- WHAT IS NEEDED -
Repeat every row below word for word, but leave the pictures out.

- MATERIAL PROVIDED -
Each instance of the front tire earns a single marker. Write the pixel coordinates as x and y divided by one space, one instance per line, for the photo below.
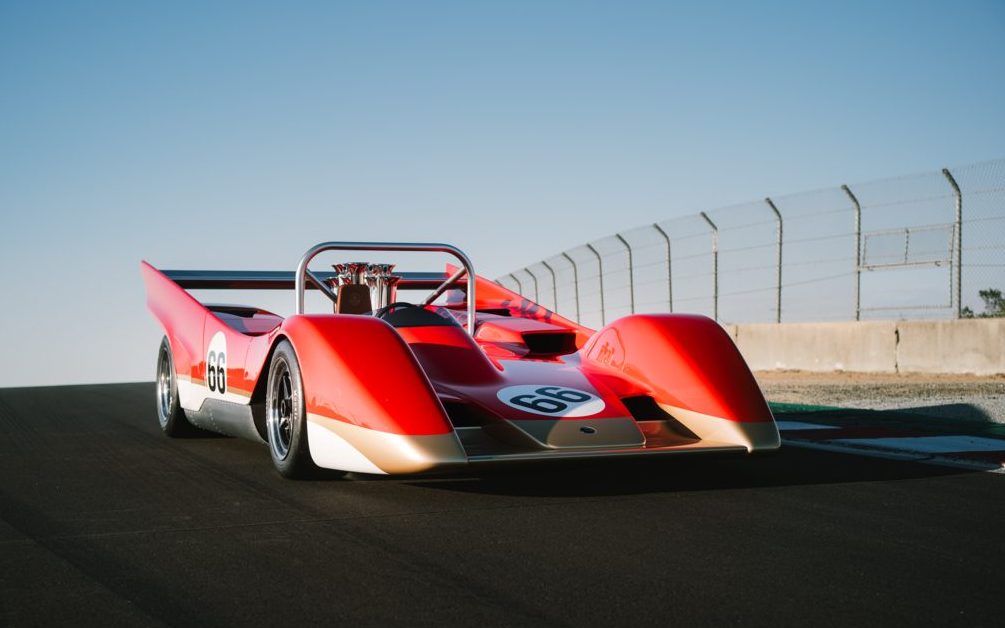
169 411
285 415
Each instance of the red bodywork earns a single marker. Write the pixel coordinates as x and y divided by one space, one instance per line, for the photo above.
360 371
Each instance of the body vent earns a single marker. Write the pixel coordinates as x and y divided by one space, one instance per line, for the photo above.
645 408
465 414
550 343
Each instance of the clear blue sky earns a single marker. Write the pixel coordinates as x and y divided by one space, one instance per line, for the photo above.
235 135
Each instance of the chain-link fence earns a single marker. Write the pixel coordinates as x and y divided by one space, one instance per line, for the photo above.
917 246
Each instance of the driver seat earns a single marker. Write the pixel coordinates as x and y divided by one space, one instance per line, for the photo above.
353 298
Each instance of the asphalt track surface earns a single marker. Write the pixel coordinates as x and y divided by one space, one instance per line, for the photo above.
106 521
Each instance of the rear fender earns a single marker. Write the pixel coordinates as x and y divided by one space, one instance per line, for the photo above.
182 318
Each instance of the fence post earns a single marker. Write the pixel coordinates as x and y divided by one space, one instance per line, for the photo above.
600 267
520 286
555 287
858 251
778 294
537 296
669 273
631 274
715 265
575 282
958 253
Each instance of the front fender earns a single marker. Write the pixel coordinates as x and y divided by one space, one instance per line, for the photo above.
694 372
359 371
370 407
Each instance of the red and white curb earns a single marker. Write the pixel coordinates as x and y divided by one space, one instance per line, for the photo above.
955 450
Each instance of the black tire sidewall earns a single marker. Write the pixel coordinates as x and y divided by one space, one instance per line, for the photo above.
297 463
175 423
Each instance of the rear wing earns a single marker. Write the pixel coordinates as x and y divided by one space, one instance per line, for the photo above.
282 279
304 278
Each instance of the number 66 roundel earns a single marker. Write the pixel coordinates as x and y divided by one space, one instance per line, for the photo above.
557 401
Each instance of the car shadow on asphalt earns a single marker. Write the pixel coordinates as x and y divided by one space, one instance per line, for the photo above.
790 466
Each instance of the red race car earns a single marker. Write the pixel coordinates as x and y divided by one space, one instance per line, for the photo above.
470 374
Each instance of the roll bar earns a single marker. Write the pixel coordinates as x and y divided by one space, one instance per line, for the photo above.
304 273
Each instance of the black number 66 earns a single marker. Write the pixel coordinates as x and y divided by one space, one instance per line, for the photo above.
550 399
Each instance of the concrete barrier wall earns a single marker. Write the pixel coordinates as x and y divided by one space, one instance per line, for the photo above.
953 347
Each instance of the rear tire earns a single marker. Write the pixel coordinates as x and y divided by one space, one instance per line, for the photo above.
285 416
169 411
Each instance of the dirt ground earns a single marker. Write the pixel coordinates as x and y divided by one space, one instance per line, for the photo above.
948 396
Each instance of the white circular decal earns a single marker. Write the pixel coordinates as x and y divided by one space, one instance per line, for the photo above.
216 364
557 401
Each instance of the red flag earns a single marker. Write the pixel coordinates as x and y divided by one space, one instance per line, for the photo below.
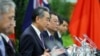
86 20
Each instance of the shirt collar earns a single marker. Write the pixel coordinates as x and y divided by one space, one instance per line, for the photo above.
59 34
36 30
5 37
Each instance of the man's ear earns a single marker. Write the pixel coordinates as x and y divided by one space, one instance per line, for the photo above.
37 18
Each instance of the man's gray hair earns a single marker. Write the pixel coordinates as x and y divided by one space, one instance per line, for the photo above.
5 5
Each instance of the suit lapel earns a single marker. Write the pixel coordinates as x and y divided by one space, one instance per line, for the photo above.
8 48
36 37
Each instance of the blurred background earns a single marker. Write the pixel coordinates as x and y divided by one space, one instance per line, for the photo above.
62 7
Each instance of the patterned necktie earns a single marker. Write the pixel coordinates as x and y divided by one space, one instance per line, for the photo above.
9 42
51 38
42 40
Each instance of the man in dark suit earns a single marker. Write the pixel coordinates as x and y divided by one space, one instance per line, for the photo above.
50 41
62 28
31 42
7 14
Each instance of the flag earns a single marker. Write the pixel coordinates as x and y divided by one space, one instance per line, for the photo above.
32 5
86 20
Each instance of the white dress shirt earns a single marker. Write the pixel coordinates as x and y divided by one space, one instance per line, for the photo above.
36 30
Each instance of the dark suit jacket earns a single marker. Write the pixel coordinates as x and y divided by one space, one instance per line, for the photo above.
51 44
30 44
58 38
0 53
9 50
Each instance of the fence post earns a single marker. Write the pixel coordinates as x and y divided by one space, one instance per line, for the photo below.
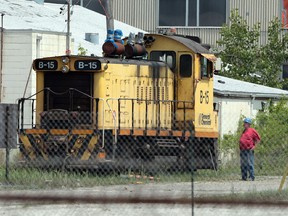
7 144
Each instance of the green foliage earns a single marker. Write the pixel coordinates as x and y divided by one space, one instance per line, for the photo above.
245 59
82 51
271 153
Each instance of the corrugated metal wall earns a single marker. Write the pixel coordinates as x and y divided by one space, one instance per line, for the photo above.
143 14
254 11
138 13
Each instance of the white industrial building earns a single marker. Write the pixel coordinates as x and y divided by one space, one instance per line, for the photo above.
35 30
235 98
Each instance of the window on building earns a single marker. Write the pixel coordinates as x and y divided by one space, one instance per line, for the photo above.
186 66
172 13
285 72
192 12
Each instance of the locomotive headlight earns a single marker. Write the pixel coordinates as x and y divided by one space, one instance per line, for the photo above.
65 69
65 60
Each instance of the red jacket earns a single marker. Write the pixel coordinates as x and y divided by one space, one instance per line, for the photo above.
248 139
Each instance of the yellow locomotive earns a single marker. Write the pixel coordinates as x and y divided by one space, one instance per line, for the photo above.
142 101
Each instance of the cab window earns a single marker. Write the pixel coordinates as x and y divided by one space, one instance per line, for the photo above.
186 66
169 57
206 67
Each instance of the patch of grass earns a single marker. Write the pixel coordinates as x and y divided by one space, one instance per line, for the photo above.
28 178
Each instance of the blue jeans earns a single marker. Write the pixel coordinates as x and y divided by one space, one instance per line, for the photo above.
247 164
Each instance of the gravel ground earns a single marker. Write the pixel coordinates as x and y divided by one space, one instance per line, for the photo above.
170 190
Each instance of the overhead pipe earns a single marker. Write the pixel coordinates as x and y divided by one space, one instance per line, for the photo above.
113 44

- EXPECTED OUTPUT -
Each instance of the front tire earns a single marker. Write the pixel coordinates as x and y divided by one space, one instance per line, for the photo below.
169 411
285 415
Each instance of the red bodywork earns a single marker. Write the pixel coordinates as x and y divided by one space, one instance per line, for the photo above.
360 371
Each instance of the body vent earns a single marker. Write the pixel coordinates as x and y divided by one space, one instance per line, for the photo above.
645 408
465 414
550 343
Each instance of the clear blue sky earns a single marker. Write the pixel coordinates as x and y divided by one space, one instance per line, for the photo above.
235 135
Each instance of the chain-link fence earns a single marker. Write the pixel coordinates as x and y divided by one space, one instance per line, for the photo above.
917 246
Each instance of the driver seat earns a single marker. Write the pixel coordinates as x and y divided by one space, one instance per line, for the photo above.
353 298
Each instance of the asphalt track surface earns a single marker. Write the pixel coordinates as x and y divided by one space, one instance per line, for the photo above.
106 521
Each instance of the rear fender earns a single marker. Write the pixel coordinates as x and y divided by one space, one instance per line, for the photo above.
182 318
Each instance of the fence post earns a single marker. Write the pixel coordinates as x and y divided by one space, one instance per line, for the photo above.
600 267
520 286
555 287
858 251
778 294
537 296
669 273
631 274
715 265
575 282
958 253
Each instance of the front fender earns a single marker. Write the pixel coordinates as x and y divided by one space, one instance per line, for the photo above.
694 372
359 371
370 407
Each instance of the red and white curb earns a single marker. Write the pixel coordinates as x and y divided by one space, one instance per line, for the photo above.
955 450
Each instance of the black tire sidewall earns a single marker. Write the pixel coordinates as x and y divided by one space, one instance per line, for the photo above.
297 463
175 423
Each instance of the rear wing earns a single marker. Write the pixel coordinates as x and y divided by one space, one instance per line, for the photo above.
282 279
304 278
Each instance of the number 66 roundel earns a single marker. Write the pixel coordinates as x and y divided by one space, one instance per line, for the photo above.
557 401
Each instance of the car shadow on asphalt earns a single marker. Write the pixel coordinates as x and y divided by one space, one instance per line, for the photo above.
790 466
Each instance of the red race car earns a single marker. Write the pixel coordinates as x and y divided by one space, one instance per line, for the photo above.
470 374
Each instance of the roll bar earns a single marker. Write the pixel coordinates as x and y divided by one space, one instance per line, for the photo above.
304 273
Each instance of the black number 66 earns a single marker. Write the pixel coordinates as x and y divided by one space, one instance per line, for the photo above.
550 399
Each instance of the concrete barrier wall earns a single marker. Write the pixel coordinates as x and y divided by one space, one instance per line, for the photo above.
953 347
Each instance of the rear tire earns a single marker. Write the pixel coordinates as x and y divided by one space, one instance per line, for the photo above.
285 416
169 411
Each instance of the dirt ground earns a single marker. Write the pixel coordinates as x and y divided by one space, one instance per line, for the photo above.
948 396
Each instance of the white circular decal earns a single marker. Write the pixel coordinates as x and y divided by one space, one instance per line, for the photo above.
216 364
557 401
Each instance of the red flag earns a single marker. Write the pixel coordinates as x and y divided by one space, one instance per line, for the photo below.
86 20
Each instance of the shirt collar earns a single marker. Write the pixel coordinates as x and y divided by one space, one instance per line, for the photo above.
59 34
36 30
5 37
Each instance of the man's ear earns a single marker. Write the pixel coordinates as x and y divided by one space, one instance per line, for the photo above.
37 18
Each instance of the man's gray hair earns a single marker. Write the pixel coordinates as x and y divided by one space, one instance per line, for the photo above.
5 5
Each instance of the suit lapel earns a single marker. Write the pixel coordinates as x and y divided by one space, one instance per line, for the photo above.
8 48
36 37
Each instance of the blurred background earns a single marker. Write the pixel coordinates as x and y divided by one space, one instance per line, for the photo above.
62 7
Each instance of the patterned necktie earns a single marker. Write the pixel coordinates as x and y divided by one space, one instance per line, for the photo above.
9 42
51 38
42 40
Each instance of the man in dark suit earns a single marker. Write the pixel coordinates as x and y divided by one space, one instance per line, for the photo above.
50 41
62 28
31 42
7 14
Each instance of the flag earns a single marker. Write the pixel coordinates as x and y divided by one space, one instance per line, for the photo above.
32 5
86 20
Each instance of the white dress shirt earns a single marker. Write the pixel coordinates as x and y divided by one space, one instance per line, for the photo above.
36 30
Each instance of the dark suit jacket earns a single marker. Write the pixel coordinates as x and y divided by one space, one instance per line, for the photo above.
51 44
30 44
58 38
0 53
9 50
Each instance of the fence post earns a single marker. Write the pixel coordinates as x and y divided by one space, one instance per line, for the photo below.
7 144
Each instance of the green foliage earns a single marker. Write the pixel coordinates as x and y divided by one space, one instance per line, for the photo above.
245 59
82 51
271 153
Each instance of the corrugated metal wall earns a single marker. Write the pixel coordinates as x and y divided by one space, one instance per line, for the photo above.
143 14
254 11
138 13
Each instance of the white industrial building earns a single marker. Write the pixel coordinates as x and y divided by one space, one instance per line, for the photo above.
35 30
235 98
Each instance of the window on building earns a single marker. Write the pixel coordinates as x and y divided by one space, one instance per line, for the photo above.
186 66
172 13
285 72
192 12
Each instance of the locomotive headlight earns a single marker. Write the pixel coordinates as x and y divided by one space, one instance per line, for the photo above.
65 69
65 60
Each instance of the red jacket earns a single marker. Write the pixel coordinates as x and y divided by one space, one instance per line, for the photo above.
248 139
Each instance of the yellow locomotive earns a single marker. Write the pixel coordinates as x and y divided by one space, one instance per line, for the photo above.
142 101
Each instance of the cab window earns a single marker. Write the pixel coordinates as x and y divided by one space, one instance per line, for the photo above.
186 66
169 57
206 67
Each instance of the patch of grass earns a single marker. Write the pixel coordinates as x and y divided by one space, one instance per line, for the photo above.
28 178
Each instance of the blue jeans earns a single marker. Write the pixel coordinates as x and y divided by one space, one instance per line, for the photo above.
247 164
Each instance of the gravel ground earns a single marker. Write the pixel coordinates as x and y divided by one space, one instance per line, for the photo above.
170 190
Each instance of the overhead pipe earns a single marker. Write the pixel coordinates as x and y divided by one space, one instance per line, for the photo above.
113 44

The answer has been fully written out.